Please output every line of the entries below as a Markdown table with the columns "Row" and "Line", numbering the rows and skipping blank lines. Leave the pictures out of the table.

(Dataset records)
- - -

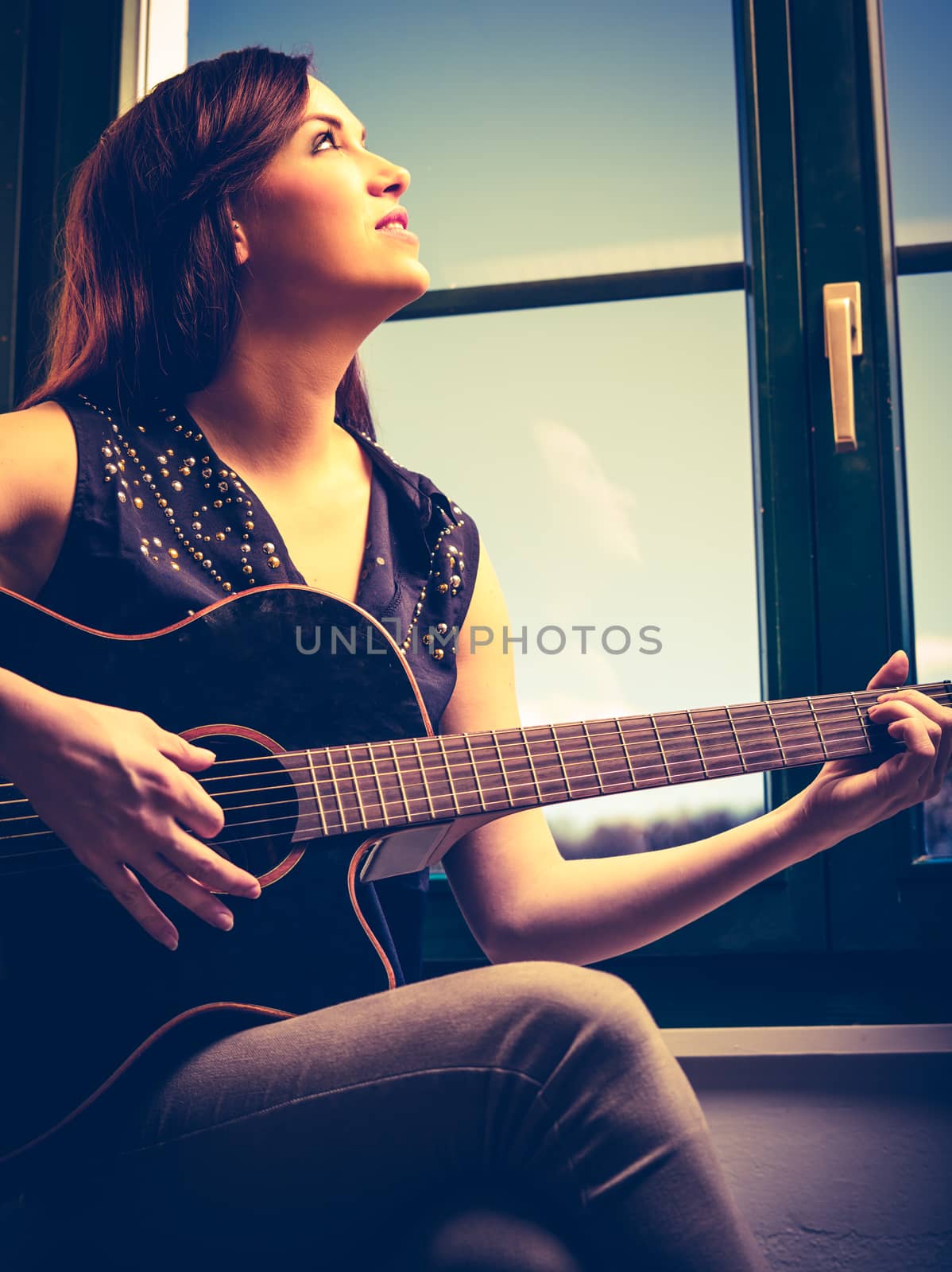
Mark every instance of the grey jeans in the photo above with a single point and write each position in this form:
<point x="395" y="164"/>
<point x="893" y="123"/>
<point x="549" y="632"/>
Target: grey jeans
<point x="364" y="1135"/>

- - -

■ Correct answer ■
| Row | Line |
|---|---|
| 1 | Mark every instance of the grey jeans in the photo above with a single point and write each position in this form: |
| 2 | <point x="395" y="164"/> |
| 3 | <point x="893" y="123"/> |
| 4 | <point x="549" y="632"/> |
| 5 | Target: grey jeans |
| 6 | <point x="364" y="1135"/> |